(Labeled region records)
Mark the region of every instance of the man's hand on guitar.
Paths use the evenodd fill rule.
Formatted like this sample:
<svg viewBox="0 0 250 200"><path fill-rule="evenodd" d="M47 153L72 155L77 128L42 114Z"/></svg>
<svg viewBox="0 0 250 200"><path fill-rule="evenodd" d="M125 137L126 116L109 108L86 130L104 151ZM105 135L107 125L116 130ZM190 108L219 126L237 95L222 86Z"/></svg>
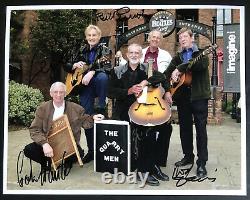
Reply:
<svg viewBox="0 0 250 200"><path fill-rule="evenodd" d="M89 71L83 78L82 78L82 84L83 85L88 85L90 80L93 78L95 75L95 71Z"/></svg>
<svg viewBox="0 0 250 200"><path fill-rule="evenodd" d="M128 95L134 94L136 97L142 92L142 86L140 84L133 85L128 89Z"/></svg>
<svg viewBox="0 0 250 200"><path fill-rule="evenodd" d="M172 103L173 103L173 100L172 100L172 95L170 92L166 92L164 94L164 99L167 101L167 103L171 106Z"/></svg>
<svg viewBox="0 0 250 200"><path fill-rule="evenodd" d="M104 115L102 114L96 114L93 116L93 119L96 120L96 121L101 121L104 119Z"/></svg>
<svg viewBox="0 0 250 200"><path fill-rule="evenodd" d="M171 79L176 83L176 82L179 82L180 80L180 75L181 75L181 72L179 72L178 69L175 69L173 72L172 72L172 75L171 75Z"/></svg>
<svg viewBox="0 0 250 200"><path fill-rule="evenodd" d="M72 68L72 69L82 68L84 65L86 65L86 63L85 63L85 62L83 62L83 61L79 61L79 62L77 62L77 63L74 63L74 65L73 65L73 68Z"/></svg>

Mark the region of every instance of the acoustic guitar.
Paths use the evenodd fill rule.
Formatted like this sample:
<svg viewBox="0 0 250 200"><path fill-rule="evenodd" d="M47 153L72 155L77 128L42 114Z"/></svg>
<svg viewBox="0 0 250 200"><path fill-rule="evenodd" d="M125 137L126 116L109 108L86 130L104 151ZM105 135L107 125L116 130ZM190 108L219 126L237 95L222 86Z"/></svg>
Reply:
<svg viewBox="0 0 250 200"><path fill-rule="evenodd" d="M148 60L148 77L153 74L153 59ZM128 111L130 120L138 125L156 126L167 122L171 117L170 106L162 99L164 89L146 86Z"/></svg>
<svg viewBox="0 0 250 200"><path fill-rule="evenodd" d="M209 46L202 53L200 53L197 57L191 59L187 63L182 63L180 65L192 66L198 60L200 60L203 56L210 54L216 48L217 48L216 44L212 45L212 46ZM180 66L180 65L178 65L178 66ZM187 68L189 68L189 67L187 67ZM182 86L182 85L191 85L191 83L192 83L192 72L190 70L187 70L185 73L183 73L183 74L180 75L180 77L178 78L177 82L174 82L172 79L170 79L170 93L172 95L174 95L174 93L176 92L176 90L180 86Z"/></svg>
<svg viewBox="0 0 250 200"><path fill-rule="evenodd" d="M99 68L93 69L94 71L106 71L110 70L111 67L106 67L106 64L110 63L110 51L109 48L103 45L102 57L96 61L95 64L99 66ZM66 95L73 93L73 91L82 85L82 78L84 75L91 70L93 64L84 65L82 68L76 68L73 73L68 73L66 76Z"/></svg>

### Given task
Write the stretch from the start of these lines through the line containing "71L83 78L82 78L82" as a JSON list of strings, one string per line, with blank lines and pictures left out.

### Written solution
[
  "Mark the region of every instance of the man's hand on guitar.",
  "Paths use the evenodd fill rule.",
  "Formatted like this sample:",
  "<svg viewBox=\"0 0 250 200\"><path fill-rule=\"evenodd\" d=\"M47 153L72 155L77 128L42 114Z\"/></svg>",
  "<svg viewBox=\"0 0 250 200\"><path fill-rule=\"evenodd\" d=\"M125 137L126 116L109 108L86 130L104 151ZM105 135L107 125L116 130ZM190 108L219 126L237 95L222 86Z\"/></svg>",
  "Reply:",
  "<svg viewBox=\"0 0 250 200\"><path fill-rule=\"evenodd\" d=\"M89 71L83 78L82 78L82 84L83 85L88 85L90 80L93 78L95 75L95 71Z\"/></svg>"
]